General course chat

Random tidbit, came across this while doing some study: if you’re trying to data clean a vision model (lesson 1, 2), following along with the ch-2 production notebook: using

fns = get_image_files(path)

won’t reveal non-image files to your verify_images function later. I haven’t noticed if this affects the learner (I think the dataloaders know to ignore non-images anyway), but if you make a function to convert images to JPEG this’ll cause errors. Instead using:

fns = get_files(path)

will expose everything in path.

This is useful because PIL will complain when your dataloader comes across non-JPEG images (RGBA instead of RGB) when you do your first training. A conversion function:

    for fpath in subdir.iterdir():
        if fpath.suffix != '.jpg':
            im = Image.open(fpath)
            im = im.convert('RGB')
            im.save(str(fpath.parent/fpath.stem)+'.jpg')
            fpath.unlink() // delete original file

will remove this warning later on.

1 Like

Where Lesson 3 at [28:08] says “this is how we set the seed so that each time I run this I gotta get the same random numbers,” makes me remember this example of well commented code from xkcd…
image

2 Likes

Does our fastai output results are reproducible? I am observing that they are not. Any comments on this on how to produce reproducible results??

Where specifically are you finding that the training process is not reproducible?

Are you using the set_seed function?

1 Like

To ensure reproducibility when using fastai, you may want to follow the approach outlined in this fastai forum post. It’s arguably one of the hardest things to get right and therefore can be frustrating as heck :wink:

I’ve been using this approach in my work for some time now. Try it out with a small model and small dataset to get things reproducible and take it from there.

Put set_seed(42,True) at the top of your notebook, and restart the notebook kernel each time you run your notebook, and you should get the same results each time.

2 Likes

This might be a stupid question … but, in what kind of cases/situations would you want to set reproducible=False (the default)?

No I did not. will use now and test it out.

1 Like

I almost never do reproducible notebooks. The main exception is when I’m creating a lesson, and I want to be able to refer to the exact results in prose. So I don’t want them to change.

But otherwise I really like to see the variation that occurs across runs.

Point annotation data
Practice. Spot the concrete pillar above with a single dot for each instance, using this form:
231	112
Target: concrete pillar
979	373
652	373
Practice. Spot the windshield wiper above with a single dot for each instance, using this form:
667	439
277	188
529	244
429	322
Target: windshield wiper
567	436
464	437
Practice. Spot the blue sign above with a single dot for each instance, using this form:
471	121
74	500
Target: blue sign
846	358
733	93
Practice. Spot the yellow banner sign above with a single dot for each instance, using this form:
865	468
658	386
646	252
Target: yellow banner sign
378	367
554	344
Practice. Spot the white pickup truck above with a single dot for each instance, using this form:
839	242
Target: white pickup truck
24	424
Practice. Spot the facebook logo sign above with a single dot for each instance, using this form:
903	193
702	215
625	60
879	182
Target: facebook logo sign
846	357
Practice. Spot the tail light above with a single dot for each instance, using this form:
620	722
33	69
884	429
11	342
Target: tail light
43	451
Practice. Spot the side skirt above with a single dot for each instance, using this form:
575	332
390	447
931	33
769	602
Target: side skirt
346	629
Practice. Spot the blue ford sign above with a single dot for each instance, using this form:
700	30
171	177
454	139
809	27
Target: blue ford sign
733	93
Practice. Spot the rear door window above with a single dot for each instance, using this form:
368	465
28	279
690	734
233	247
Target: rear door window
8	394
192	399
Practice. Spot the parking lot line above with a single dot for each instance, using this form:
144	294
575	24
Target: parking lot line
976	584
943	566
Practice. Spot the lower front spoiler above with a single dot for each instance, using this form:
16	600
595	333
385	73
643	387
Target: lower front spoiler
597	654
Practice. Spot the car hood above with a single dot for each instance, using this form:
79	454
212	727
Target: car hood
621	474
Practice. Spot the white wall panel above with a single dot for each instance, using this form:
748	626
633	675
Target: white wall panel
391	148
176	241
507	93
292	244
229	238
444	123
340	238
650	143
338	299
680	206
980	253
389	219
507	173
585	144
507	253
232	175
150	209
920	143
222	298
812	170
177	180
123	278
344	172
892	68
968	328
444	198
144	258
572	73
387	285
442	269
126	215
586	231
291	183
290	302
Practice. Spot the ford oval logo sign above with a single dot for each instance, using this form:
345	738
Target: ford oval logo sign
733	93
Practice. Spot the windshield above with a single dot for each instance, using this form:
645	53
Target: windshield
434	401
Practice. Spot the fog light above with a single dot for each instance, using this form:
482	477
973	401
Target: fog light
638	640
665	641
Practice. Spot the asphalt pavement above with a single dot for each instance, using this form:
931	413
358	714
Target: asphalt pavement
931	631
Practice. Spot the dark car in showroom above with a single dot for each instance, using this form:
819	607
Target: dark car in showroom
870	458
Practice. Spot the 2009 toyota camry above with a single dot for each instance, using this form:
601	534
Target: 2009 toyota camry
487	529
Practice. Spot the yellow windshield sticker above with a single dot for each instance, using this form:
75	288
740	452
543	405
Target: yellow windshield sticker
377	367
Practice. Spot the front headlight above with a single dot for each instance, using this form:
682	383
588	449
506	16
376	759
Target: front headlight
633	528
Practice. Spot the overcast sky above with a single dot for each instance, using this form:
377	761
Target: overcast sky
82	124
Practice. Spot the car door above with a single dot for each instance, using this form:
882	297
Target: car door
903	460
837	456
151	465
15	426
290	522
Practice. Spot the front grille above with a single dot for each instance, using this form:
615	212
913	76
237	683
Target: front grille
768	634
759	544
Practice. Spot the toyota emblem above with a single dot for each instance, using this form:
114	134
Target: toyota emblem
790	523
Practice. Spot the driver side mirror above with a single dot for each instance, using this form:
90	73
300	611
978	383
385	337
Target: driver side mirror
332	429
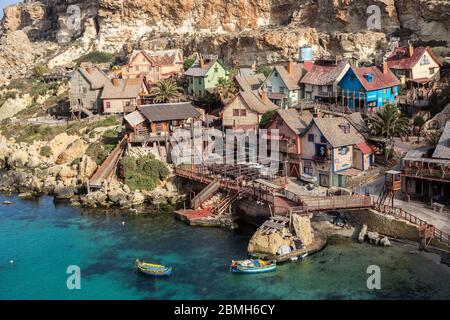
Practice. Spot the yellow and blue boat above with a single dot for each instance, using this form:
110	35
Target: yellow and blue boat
253	266
155	270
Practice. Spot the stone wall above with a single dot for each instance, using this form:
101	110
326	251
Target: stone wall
384	224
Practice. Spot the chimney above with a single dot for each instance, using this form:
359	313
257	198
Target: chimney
264	96
410	49
385	68
116	82
290	67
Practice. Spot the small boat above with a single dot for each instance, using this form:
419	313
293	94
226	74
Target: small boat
253	266
153	269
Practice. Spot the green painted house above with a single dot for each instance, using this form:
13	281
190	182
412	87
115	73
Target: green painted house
203	75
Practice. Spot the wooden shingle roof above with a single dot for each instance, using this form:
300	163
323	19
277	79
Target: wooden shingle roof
169	111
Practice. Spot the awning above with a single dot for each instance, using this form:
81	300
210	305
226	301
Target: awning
277	95
421	80
365	148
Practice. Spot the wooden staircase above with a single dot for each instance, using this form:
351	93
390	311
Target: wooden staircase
224	206
205	194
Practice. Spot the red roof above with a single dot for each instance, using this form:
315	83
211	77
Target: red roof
380	80
400	58
365	148
307	65
422	80
322	75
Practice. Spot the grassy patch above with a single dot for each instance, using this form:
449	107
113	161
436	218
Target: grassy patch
145	173
46	151
31	133
96	57
267	117
99	151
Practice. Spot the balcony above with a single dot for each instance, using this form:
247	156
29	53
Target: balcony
427	168
143	136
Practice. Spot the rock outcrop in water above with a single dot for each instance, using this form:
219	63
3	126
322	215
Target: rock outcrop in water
49	31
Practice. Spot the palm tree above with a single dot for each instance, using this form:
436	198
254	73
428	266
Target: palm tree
388	123
225	89
419	122
165	91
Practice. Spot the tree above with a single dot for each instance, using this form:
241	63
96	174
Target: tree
165	91
225	89
388	123
188	62
40	70
265	70
419	122
432	138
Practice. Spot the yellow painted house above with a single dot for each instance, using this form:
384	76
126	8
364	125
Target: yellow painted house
154	65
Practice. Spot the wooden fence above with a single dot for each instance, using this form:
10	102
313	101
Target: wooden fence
402	214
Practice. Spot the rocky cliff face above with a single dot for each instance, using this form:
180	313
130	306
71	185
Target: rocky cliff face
240	30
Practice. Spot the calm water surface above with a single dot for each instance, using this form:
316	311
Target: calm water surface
44	239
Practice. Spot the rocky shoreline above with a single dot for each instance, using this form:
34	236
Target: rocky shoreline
65	173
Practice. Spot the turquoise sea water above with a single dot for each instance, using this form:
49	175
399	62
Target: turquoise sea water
43	239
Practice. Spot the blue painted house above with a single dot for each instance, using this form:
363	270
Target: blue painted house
368	88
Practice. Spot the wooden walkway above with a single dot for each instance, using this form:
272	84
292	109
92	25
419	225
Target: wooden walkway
284	203
108	168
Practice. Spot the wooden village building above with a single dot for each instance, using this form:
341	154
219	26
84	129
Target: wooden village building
419	70
415	66
204	75
426	171
85	90
365	89
333	151
122	96
154	65
245	109
153	123
321	81
283	84
290	124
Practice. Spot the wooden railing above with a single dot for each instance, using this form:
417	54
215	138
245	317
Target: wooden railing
399	213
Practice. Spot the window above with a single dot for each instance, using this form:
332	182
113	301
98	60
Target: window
158	127
425	60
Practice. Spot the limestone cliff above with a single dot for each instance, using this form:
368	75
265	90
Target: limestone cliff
240	30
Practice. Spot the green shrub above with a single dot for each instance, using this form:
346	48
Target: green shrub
267	117
46	151
264	70
144	173
188	62
40	70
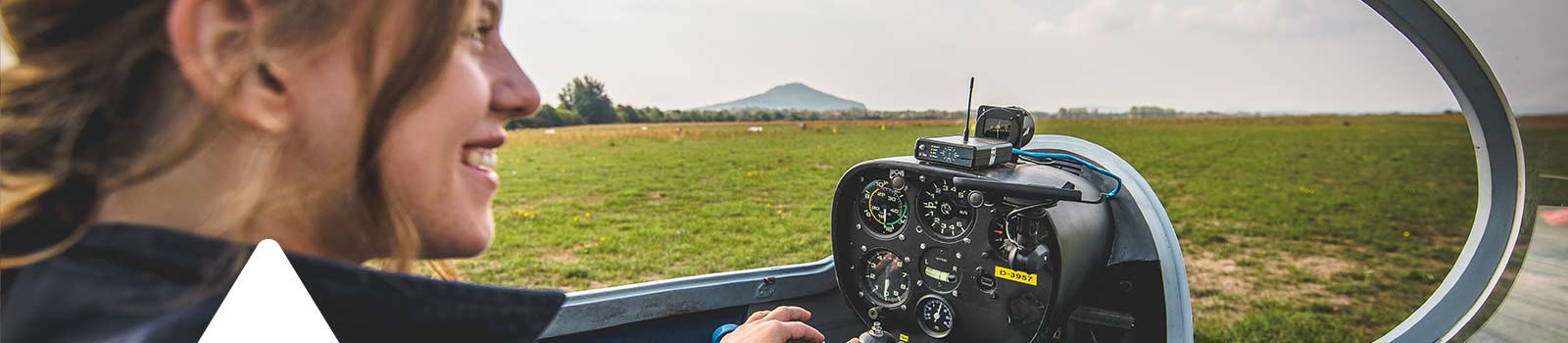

- TASK SET -
1) Extract a passage from the forum thread verbatim, beginning at the words "Does our fastai" and stopping after "is not reproducible?".
2) Filter the rows, copying out every line that contains the string "headlight".
The rows have no connection to the forum thread.

- FULL ANSWERS -
1)
Does our fastai output results are reproducible? I am observing that they are not. Any comments on this on how to produce reproducible results??

Where specifically are you finding that the training process is not reproducible?

2)
Practice. Spot the front headlight above with a single dot for each instance, using this form:
Target: front headlight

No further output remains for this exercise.